## WHAT IS ASKED
The records below are to be quoted in full; please keep every word exact.

Stored items

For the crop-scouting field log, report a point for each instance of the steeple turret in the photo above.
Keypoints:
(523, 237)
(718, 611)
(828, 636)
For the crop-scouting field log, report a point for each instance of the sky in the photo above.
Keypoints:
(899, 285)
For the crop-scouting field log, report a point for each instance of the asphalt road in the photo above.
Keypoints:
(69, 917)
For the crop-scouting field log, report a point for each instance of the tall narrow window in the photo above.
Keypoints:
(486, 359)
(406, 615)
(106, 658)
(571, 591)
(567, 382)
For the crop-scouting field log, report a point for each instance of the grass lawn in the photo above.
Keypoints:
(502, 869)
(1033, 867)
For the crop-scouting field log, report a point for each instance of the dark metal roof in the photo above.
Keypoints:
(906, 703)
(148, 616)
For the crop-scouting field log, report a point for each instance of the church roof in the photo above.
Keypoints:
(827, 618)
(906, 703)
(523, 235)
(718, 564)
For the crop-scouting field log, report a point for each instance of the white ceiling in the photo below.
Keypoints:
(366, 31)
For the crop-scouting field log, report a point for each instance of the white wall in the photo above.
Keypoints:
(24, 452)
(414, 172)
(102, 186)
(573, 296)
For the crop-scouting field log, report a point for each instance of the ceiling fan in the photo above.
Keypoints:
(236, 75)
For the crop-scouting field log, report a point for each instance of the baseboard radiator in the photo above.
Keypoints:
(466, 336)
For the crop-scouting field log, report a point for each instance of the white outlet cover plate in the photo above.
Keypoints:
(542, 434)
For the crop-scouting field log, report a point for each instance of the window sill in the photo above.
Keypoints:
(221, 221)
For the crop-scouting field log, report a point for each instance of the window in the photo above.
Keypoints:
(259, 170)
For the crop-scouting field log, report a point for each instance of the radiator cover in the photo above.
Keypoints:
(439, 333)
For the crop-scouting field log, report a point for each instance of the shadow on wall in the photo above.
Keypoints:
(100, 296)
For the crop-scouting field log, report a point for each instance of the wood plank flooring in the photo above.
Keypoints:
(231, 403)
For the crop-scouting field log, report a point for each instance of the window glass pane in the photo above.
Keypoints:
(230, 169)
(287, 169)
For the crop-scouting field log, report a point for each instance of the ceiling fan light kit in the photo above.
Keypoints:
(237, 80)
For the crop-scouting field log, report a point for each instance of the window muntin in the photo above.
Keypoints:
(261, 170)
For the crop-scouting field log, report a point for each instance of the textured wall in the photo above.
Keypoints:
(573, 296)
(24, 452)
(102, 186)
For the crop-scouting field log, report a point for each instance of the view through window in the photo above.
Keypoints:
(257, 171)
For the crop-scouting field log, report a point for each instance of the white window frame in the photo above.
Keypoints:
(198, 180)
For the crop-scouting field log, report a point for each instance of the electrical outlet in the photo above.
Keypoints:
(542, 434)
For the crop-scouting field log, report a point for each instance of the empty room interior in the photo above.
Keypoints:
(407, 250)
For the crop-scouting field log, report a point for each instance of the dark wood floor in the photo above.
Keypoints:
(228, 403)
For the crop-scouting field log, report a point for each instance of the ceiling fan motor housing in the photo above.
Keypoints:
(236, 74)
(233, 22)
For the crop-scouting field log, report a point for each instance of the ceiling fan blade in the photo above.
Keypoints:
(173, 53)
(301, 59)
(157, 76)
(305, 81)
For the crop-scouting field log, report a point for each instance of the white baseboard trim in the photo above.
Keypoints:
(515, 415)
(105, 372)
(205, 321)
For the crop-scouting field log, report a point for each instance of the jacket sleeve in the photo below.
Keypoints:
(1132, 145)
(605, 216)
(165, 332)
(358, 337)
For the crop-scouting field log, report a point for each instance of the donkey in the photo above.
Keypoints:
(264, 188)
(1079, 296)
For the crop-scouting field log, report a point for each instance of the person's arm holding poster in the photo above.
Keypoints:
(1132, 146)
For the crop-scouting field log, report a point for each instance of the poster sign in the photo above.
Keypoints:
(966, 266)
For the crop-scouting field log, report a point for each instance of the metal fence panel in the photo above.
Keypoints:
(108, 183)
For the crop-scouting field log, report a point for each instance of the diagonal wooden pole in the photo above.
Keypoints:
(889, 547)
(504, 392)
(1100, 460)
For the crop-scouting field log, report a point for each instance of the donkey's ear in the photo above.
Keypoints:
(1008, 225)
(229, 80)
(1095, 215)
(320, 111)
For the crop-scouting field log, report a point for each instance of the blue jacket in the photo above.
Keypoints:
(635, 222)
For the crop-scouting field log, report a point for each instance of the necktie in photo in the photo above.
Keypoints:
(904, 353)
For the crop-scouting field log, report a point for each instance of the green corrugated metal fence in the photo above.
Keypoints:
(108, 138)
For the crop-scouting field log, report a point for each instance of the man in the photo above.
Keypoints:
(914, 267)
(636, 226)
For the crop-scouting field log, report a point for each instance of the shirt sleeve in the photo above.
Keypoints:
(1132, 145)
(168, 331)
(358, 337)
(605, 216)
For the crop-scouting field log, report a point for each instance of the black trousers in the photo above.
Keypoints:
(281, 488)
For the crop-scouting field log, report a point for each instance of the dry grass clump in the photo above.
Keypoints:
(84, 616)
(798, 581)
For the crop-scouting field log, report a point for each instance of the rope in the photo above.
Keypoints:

## CORRECT ANSWER
For the crop-scouting field log, report a point for each instance of the steeple turret in the photo above.
Keypoints:
(523, 237)
(718, 611)
(828, 636)
For the crop-scouting field log, report a point for each instance of the sky in the photo above.
Keypoints:
(899, 285)
For the crop-scouting field log, report a point for each instance of the asphalt road in the photo above.
Keypoints:
(69, 917)
For the crop-scouting field log, report a point for each instance of the tall narrow window in the photo above.
Keypoints:
(486, 359)
(406, 615)
(106, 658)
(571, 591)
(567, 382)
For the crop-scouting field log, report a point for each instance of the grass lawn in the photo above.
Keypoints:
(502, 869)
(1033, 867)
For the crop-scouting field log, report a point for each instance of the dark metal roof in the photo above.
Keypoints:
(906, 703)
(148, 616)
For the crop-scouting field log, report a point for each instance of the church roof in the photo above.
Keypoints:
(827, 618)
(906, 703)
(523, 235)
(718, 564)
For the crop-scouting field log, report a point for each instance of the white ceiling in the photo below.
Keypoints:
(366, 31)
For the crop-scouting field log, report a point for each instance of the white wall in the photo above.
Keypoints:
(24, 452)
(414, 172)
(102, 186)
(573, 296)
For the crop-scouting field log, report a point for each instance of the ceiling fan in the photo above.
Keypoints:
(236, 75)
For the crop-scouting field log, report a point for each instance of the baseboard radiator in the photo above.
Keypoints:
(466, 336)
For the crop-scouting field log, report a point for each instance of the white outlet cover plate in the photo above.
Keypoints:
(542, 434)
For the crop-scouting field log, report a point for each instance of the window sill in the photo above.
Keypoints:
(221, 221)
For the crop-scouting field log, report a point for each instance of the window in the photo above.
Keypoints:
(259, 170)
For the crop-scouting field log, report a point for each instance of the radiator cover in the photo above.
Keypoints:
(439, 333)
For the crop-scouting field log, report a point for each instance of the shadow on wall in the photo above.
Keypoints:
(100, 296)
For the crop-scouting field log, report a point for each instance of the wood plank flooring in the photo above.
Keypoints:
(231, 403)
For the crop-scouting field log, report a point for each instance of the window glass pane in the photo above.
Keypoints:
(230, 169)
(287, 169)
For the crop-scouting field log, report a point for each instance of the ceiling fan light kit in the photo above.
Keypoints:
(237, 80)
For the crop-scouting field log, report a point for each instance of the window muntin in the photo above.
Keypoints:
(261, 170)
For the crop-scouting field log, report a point for each instance of the textured wall in the photo above.
Keypoints:
(573, 296)
(24, 452)
(102, 186)
For the crop-scouting field log, report a point for each instance of the view through window in the photo above.
Keypoints:
(257, 171)
For the crop-scouting field log, report a point for each instance of the white window frame in the photo above.
Keypoints:
(198, 180)
For the crop-scouting field log, report a point for each instance of the electrical outlet in the photo above.
Keypoints:
(542, 434)
For the crop-scouting field log, report a point for each instance of the empty room interior in the photo above.
Keypoints:
(407, 250)
For the crop-scouting field log, report a point for each instance of the dark wood floor in the photo above.
Keypoints:
(228, 403)
For the crop-scouting field log, report a point for each instance of the ceiling fan motor housing in the photo above.
Keypoints:
(236, 74)
(233, 22)
For the crop-scouting field log, report a point for each instance of the ceiling fan blade in the photo above.
Keypoints:
(173, 53)
(301, 59)
(157, 76)
(305, 81)
For the crop-scouting field log, report a point for each instance of the white baseboard trim in the photo above.
Keypoints:
(515, 415)
(105, 372)
(205, 321)
For the crop-scouting field log, report a point for each instance of the jacket sleeve in the photo below.
Keypoints:
(1132, 145)
(605, 216)
(165, 332)
(358, 337)
For the crop-scouting field log, report a point for each instance of the donkey in the photo above.
Keypoints:
(264, 188)
(1079, 296)
For the crop-scouting field log, report a point for each instance of the person's arm holding poster in the photo above.
Keypoints:
(1132, 146)
For the crop-scouting field log, report a point for each instance of the poster sign in the photo above.
Keypoints:
(966, 266)
For the crop-scouting field log, report a point for each instance of the metal fence panel in the photo above.
Keypoints:
(108, 183)
For the crop-scouting field log, report a point for each instance of the diagonal wooden pole in the photo above.
Keypoints:
(889, 547)
(504, 392)
(1100, 460)
For the crop-scouting field log, report a point for each instance of the donkey's ear in the photo above.
Keypoints:
(1008, 225)
(229, 80)
(1095, 215)
(320, 111)
For the crop-scouting field log, report a point for each instance of the blue jacket in the photo above.
Keypoints:
(635, 222)
For the crop-scouting field log, report a point for each instance of the necktie in photo in the photo above.
Keypoints:
(904, 353)
For the crop-scouting field log, report a point for each instance of the green corrugated metal fence in the photo above.
Keypoints:
(108, 138)
For the crop-scouting field log, report a point for each instance of the man in the photo above.
Keypoints:
(914, 267)
(636, 226)
For the crop-scouting field log, report a point for each instance of the shirt sleeve in the photo above.
Keypoints:
(1132, 145)
(168, 331)
(358, 337)
(605, 216)
For the crop-scouting field log, report a point for each instance of the black trousers in the photo above.
Keypoints:
(281, 488)
For the crop-scouting field log, report a point for each instance of the dry grass clump in the photo above.
Keypoints:
(84, 616)
(798, 581)
For the crop-scouting field log, report a point for each instance of the rope in the photo above.
Keypoints:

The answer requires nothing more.